> Aim of the task:
Can you transcribe the passage on the Goblet Ministry word for word, from "It is apprehended" up to and including "rid of him."?

> Text block:
--------------------------------------------------

In March the Goblet Ministry was already in difficulties, and it was believed that Freycinet was likely to return to power, although what the precise advantages were of these continual changes, no one was capable of explaining.
* * * * *
_Lord Lyons to Lord Salisbury._
March 8, 1887.
By taking credit to himself at the expense of his predecessors, in the interpellation yesterday, Goblet has stirred up the bile of a large party in the Chamber, and the determination to turn his Cabinet out, if possible, has revived with fresh vigour. It is supposed that the attempts will be made as soon as the Corn Duties Bill is disposed of. It seems to be thought that, if it succeeds, Freycinet must be Prime Minister; but there appears to be a strong feeling against his having the Foreign Office again. He is thought to have got France into uncomfortable relations with many of his neighbours. In the treatment of the Egyptian question he is believed to have sacrificed cordiality with England to a desire to regain the popularity he had lost by the policy which led to England's occupying her present position in Egypt; while his attempt to get up an opposition to England on the part of the European Powers and his worrying way of dealing himself with the British Government about Egypt, are thought simply to have excited public opinion on both sides of the Channel and to have provoked ill will, without in the least improving the position of France. There can be no doubt that Freycinet looked upon a success with regard to Egypt as a personal necessity for himself, and was much influenced in his policy towards England by this feeling.
It is apprehended that unless the _prestige_ of Boulanger is put on high again by strong language from Germany, there will be no difficulty in obtaining, as a matter of course, his fall, with the rest of the Cabinet of which he is a part. M. Grévy is believed to be very anxious to be rid of him.
I hear on good authority that the Russians have been trying again, though without success, to come to a special understanding with the French Government.
To say that M. Grévy was very anxious to be rid of Boulanger was probably an understatement, for he could not conceivably have desired anything so ardently. But the 'Music Hall St. Arnaud' was by no means at the end of his tether, and had contrived to advertise himself by egregious conduct with regard to the Army Committee of the Chamber of Deputies. That Committee had drawn up a military Bill, based upon three years' service, and Boulanger, on the pretext that it was 'not sufficiently faithful to democratic principles,' had, without consulting any of his colleagues, written a letter condemning the provisions of the bill and proposing something quite different. This letter was thoughtfully communicated to the press before it reached the Committee, and the outraged members of the Committee as well as his colleagues were at last goaded into resistance. The Chamber condemned the attitude of the General towards the sacrosanct representatives of the nation; the General himself beat a hasty and prudent retreat under cover of an apology; the Moderate Republicans denounced him as a would-be dictator, and the Ultra-Radicals accused him of cowardice in consequence of his apology. Most men under the circumstances would have felt disposed to resign office, but in the case of Boulanger it was probably immaterial to him whether he was blamed or praised, so long as he could keep his name before the public.

--------------------------------------------------

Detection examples

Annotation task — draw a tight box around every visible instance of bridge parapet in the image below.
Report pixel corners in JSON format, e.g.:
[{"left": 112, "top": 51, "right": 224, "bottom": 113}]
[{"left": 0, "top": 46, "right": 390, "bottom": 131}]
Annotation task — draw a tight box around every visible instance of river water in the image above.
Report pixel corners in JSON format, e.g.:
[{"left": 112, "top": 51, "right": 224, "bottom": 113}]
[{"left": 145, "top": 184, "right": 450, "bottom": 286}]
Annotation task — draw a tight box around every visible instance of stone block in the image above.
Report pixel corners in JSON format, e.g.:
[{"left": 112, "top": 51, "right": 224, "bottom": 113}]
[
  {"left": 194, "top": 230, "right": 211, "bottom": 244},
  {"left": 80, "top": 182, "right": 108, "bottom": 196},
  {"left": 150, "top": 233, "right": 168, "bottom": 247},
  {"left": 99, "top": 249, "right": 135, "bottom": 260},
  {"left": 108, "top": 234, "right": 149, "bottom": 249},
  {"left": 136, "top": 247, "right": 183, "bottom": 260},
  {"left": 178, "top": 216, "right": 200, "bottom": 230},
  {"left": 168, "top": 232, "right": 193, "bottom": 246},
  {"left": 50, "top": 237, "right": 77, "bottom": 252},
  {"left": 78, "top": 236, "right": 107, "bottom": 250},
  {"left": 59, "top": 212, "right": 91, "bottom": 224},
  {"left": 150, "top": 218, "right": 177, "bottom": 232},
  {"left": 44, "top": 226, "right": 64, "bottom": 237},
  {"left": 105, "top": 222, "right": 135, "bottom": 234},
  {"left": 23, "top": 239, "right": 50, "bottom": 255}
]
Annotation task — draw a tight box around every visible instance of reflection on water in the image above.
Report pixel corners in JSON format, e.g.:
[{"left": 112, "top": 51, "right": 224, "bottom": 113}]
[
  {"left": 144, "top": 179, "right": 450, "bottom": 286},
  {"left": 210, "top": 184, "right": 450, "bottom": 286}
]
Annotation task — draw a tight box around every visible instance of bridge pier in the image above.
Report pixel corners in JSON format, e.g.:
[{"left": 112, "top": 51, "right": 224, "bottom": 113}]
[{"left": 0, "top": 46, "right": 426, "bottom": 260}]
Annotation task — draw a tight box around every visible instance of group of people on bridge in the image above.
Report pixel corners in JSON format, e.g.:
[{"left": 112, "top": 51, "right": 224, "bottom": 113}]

--------------------------------------------------

> Written response:
It is apprehended that unless the _prestige_ of Boulanger is put on high again by strong language from Germany, there will be no difficulty in obtaining, as a matter of course, his fall, with the rest of the Cabinet of which he is a part. M. Grévy is believed to be very anxious to be rid of him.